----- Dataset extract -----

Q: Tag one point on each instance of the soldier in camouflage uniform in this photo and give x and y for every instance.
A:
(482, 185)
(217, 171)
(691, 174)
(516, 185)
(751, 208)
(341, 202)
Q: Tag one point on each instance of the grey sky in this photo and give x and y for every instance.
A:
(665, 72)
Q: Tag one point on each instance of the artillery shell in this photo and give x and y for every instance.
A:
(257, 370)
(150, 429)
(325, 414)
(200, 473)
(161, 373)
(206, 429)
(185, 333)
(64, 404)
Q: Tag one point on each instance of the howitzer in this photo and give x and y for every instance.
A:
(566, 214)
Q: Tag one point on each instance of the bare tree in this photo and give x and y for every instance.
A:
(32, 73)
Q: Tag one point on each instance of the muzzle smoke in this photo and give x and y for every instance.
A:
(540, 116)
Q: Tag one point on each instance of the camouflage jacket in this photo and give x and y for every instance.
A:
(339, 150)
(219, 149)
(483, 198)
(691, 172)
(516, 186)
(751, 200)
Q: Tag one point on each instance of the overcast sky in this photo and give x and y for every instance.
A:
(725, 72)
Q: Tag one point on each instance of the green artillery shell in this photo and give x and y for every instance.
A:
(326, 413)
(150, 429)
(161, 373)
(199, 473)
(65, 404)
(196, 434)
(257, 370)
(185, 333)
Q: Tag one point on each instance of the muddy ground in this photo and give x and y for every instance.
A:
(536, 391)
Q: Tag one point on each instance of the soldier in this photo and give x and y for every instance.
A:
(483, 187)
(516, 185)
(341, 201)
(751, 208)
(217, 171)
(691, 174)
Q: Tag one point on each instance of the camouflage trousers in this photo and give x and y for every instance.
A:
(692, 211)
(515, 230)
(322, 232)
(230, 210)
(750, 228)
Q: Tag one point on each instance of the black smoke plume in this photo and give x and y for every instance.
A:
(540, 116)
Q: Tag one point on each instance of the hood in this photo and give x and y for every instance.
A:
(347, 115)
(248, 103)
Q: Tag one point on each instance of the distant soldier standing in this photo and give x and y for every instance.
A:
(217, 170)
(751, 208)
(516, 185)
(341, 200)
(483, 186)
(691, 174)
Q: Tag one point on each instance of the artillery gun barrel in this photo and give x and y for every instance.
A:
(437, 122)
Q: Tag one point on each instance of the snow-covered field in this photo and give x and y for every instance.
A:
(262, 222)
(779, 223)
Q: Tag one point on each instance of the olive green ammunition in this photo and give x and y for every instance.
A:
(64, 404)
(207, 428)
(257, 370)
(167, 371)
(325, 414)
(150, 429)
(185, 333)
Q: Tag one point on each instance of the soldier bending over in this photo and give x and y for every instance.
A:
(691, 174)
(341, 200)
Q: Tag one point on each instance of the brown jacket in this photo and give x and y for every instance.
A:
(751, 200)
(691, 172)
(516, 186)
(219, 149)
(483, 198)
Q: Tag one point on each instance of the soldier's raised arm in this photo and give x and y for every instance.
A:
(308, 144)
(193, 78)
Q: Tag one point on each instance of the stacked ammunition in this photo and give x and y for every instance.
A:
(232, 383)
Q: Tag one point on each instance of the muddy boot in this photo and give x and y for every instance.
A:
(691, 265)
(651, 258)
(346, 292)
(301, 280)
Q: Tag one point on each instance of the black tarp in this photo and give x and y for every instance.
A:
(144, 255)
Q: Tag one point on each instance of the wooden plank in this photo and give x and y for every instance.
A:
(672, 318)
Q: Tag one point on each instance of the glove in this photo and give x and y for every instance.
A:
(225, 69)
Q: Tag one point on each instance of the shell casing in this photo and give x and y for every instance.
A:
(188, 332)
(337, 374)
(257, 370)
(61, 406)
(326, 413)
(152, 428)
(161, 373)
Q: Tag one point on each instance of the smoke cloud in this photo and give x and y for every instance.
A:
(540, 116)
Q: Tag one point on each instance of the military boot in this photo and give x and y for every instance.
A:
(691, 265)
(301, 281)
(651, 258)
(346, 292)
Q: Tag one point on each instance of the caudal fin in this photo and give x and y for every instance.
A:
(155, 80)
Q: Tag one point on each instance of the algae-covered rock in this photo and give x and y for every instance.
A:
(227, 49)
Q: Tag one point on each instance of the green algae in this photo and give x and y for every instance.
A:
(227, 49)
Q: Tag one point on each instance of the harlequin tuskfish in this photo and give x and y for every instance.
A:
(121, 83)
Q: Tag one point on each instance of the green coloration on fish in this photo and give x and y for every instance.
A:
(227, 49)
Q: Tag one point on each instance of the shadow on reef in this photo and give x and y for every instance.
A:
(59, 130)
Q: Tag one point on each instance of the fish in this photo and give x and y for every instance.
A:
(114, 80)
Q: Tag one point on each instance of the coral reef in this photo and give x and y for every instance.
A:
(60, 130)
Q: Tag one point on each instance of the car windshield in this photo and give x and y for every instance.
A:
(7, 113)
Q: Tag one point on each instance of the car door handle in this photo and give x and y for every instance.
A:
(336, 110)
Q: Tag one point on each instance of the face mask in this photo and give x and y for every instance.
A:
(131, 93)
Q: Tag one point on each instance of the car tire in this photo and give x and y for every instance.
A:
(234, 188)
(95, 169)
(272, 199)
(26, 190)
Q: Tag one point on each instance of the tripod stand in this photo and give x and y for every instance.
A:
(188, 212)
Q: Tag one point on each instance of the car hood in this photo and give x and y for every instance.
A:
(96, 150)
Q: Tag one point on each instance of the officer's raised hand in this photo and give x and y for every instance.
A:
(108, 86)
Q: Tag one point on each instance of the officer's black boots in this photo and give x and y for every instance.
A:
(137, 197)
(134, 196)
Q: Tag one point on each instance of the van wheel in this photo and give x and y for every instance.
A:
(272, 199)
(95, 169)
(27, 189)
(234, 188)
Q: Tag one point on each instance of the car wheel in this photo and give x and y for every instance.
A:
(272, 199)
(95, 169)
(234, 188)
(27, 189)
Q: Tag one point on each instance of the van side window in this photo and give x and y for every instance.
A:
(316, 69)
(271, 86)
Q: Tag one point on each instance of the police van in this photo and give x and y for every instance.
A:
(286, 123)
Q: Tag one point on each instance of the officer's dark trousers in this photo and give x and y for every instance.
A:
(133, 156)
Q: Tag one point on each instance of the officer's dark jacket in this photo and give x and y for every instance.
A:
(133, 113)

-----

The output should match the records above exactly, entry for entry.

Q: Tag one point on each instance of the soldier in camouflage uniform in this photo and give x and y for every instance.
A:
(482, 185)
(217, 171)
(691, 174)
(516, 185)
(751, 208)
(341, 202)
Q: Tag one point on each instance of the grey sky in this photo and give x and y for every instance.
A:
(665, 72)
Q: Tag one point on each instance of the artillery shell in this photo and give x and y for every instance.
A:
(257, 370)
(150, 429)
(325, 414)
(200, 473)
(161, 373)
(206, 429)
(185, 333)
(64, 404)
Q: Tag one point on each instance of the howitzer in this photo and give x and y for every instance.
A:
(566, 214)
Q: Tag one point on each instance of the bare tree in this photo and give x and y for every instance.
A:
(32, 73)
Q: Tag one point on each instance of the muzzle smoke in this photo and give x and y for every instance.
A:
(540, 116)
Q: Tag one point on each instance of the camouflage jacket in this photo and give x and y for every instance.
A:
(339, 150)
(219, 149)
(483, 198)
(691, 172)
(516, 186)
(751, 200)
Q: Tag one point on each instance of the overcast sky in this photo and give x and y for every instance.
A:
(725, 72)
Q: Tag one point on each instance of the green artillery shell in this photo and give x and y for every instance.
A:
(326, 413)
(150, 429)
(161, 373)
(199, 473)
(65, 404)
(196, 434)
(257, 370)
(185, 333)
Q: Tag one point on each instance of the muddy ground in this photo and give x and y for every instance.
A:
(536, 391)
Q: Tag one point on each instance of the soldier in this photo and give x and y for every instance.
A:
(483, 187)
(516, 185)
(341, 201)
(751, 208)
(217, 171)
(691, 174)
Q: Tag one point on each instance of the camouflage trousers in this photo and give x and y for every instance.
A:
(692, 211)
(515, 230)
(322, 232)
(230, 210)
(750, 228)
Q: Tag one point on each instance of the black smoke plume in this photo and give x and y for every instance.
A:
(540, 116)
Q: Tag one point on each instance of the hood in this photo and give x and y for every instance.
A:
(347, 115)
(248, 103)
Q: Tag one point on each instance of the distant soldier standing in this photo and give x and y for every instance.
A:
(217, 170)
(751, 208)
(516, 185)
(341, 200)
(483, 186)
(691, 174)
Q: Tag one point on each instance of the artillery gun barrel in this photo and give x and y for every instance.
A:
(437, 122)
Q: Tag one point on each instance of the snow-covered field in this photo and give x and y for every instance.
A:
(262, 222)
(779, 223)
Q: Tag one point on each instance of the olive green ammunition in this photo and give x and y for every instance.
A:
(64, 404)
(207, 428)
(257, 370)
(167, 371)
(325, 414)
(150, 429)
(185, 333)
Q: Tag one point on each instance of the soldier bending over in this photo and give x and y for every instance.
A:
(691, 174)
(341, 200)
Q: Tag one point on each instance of the brown jacket in this photo and give x and y for every instance.
A:
(751, 200)
(691, 172)
(516, 186)
(219, 149)
(483, 198)
Q: Tag one point on each instance of the soldier's raised arm in this photo and give x and y for every instance.
A:
(308, 144)
(193, 78)
Q: Tag one point on each instance of the stacked ammunition in this photo and give x and y for every instance.
A:
(232, 383)
Q: Tag one point on each instance of the muddy boot in this photo and give x and y for every instance.
A:
(691, 265)
(651, 258)
(346, 292)
(301, 280)
Q: Tag one point on each instance of the black tarp in this photo and give x and y for every instance.
A:
(144, 255)
Q: Tag one point on each instance of the wooden plank in this photo and give x and y for every instance.
A:
(672, 318)
Q: Tag one point on each instance of the glove in this photo and give x and y for every instance.
A:
(225, 69)
Q: Tag one point on each instance of the shell casing in this photo and give x and y for every instance.
A:
(188, 332)
(337, 374)
(257, 370)
(61, 406)
(326, 413)
(152, 428)
(161, 373)
Q: Tag one point on each instance of the smoke cloud in this photo and give x and y for every instance.
A:
(540, 116)
Q: Tag one point on each instance of the military boot in this photo and give x and y for every instance.
A:
(691, 265)
(301, 281)
(651, 258)
(346, 292)
Q: Tag one point on each instance of the caudal fin in this photo and give x and y for every instance.
A:
(155, 80)
Q: Tag one point on each instance of the algae-covered rock in this photo and give x and y for every instance.
A:
(227, 49)
Q: Tag one point on each instance of the green algae in this photo and give x and y for every instance.
A:
(227, 49)
Q: Tag one point on each instance of the harlequin tuskfish in this photo and give x and y for every instance.
A:
(121, 83)
Q: Tag one point on each instance of the green coloration on fish in this photo and give x and y for every instance.
A:
(227, 49)
Q: Tag one point on each instance of the shadow on reef in this photo and give x and y for every instance.
A:
(59, 130)
Q: Tag one point on each instance of the fish in this photo and give x and y for every instance.
A:
(114, 80)
Q: Tag one point on each instance of the coral reef in this photo and give x and y for every instance.
A:
(60, 130)
Q: Tag one point on each instance of the car windshield in this photo and give x and y for every instance.
A:
(7, 113)
Q: Tag one point on each instance of the car door handle in this photo and give x and y for every instance.
A:
(336, 110)
Q: Tag one point on each instance of the face mask in this photo and give x and y for every instance.
A:
(131, 93)
Q: Tag one point on each instance of the car tire in this photo and give x and y for every instance.
A:
(234, 188)
(95, 169)
(272, 199)
(26, 190)
Q: Tag one point on each instance of the tripod stand in this photo and give x and y for every instance.
A:
(188, 212)
Q: Tag one point on each instance of the car hood in this photo and give x and y for every instance.
A:
(96, 150)
Q: Tag one point on each instance of the officer's raised hand in this photo and give x and y for every instance.
A:
(108, 86)
Q: Tag one point on each instance of the officer's black boots in this photo and give x and y for every instance.
A:
(137, 197)
(134, 196)
Q: Tag one point on each instance of the van wheel in this photo and give x and y for every instance.
A:
(272, 199)
(95, 169)
(27, 189)
(234, 188)
Q: Tag one point on each instance of the car wheel in this photo and give x and y for every instance.
A:
(272, 199)
(95, 169)
(234, 188)
(27, 189)
Q: Tag one point on each instance of the van side window in this photo and give x and y for every instance.
A:
(316, 69)
(271, 86)
Q: Tag one point on each instance of the police van in this photo and give x and y for every instance.
A:
(286, 123)
Q: Tag one point on each instance of the officer's dark trousers in this photo and give x and y for every instance.
A:
(133, 156)
Q: Tag one point on each instance of the officer's dark jacket in this photo and give x and y for every instance.
A:
(133, 113)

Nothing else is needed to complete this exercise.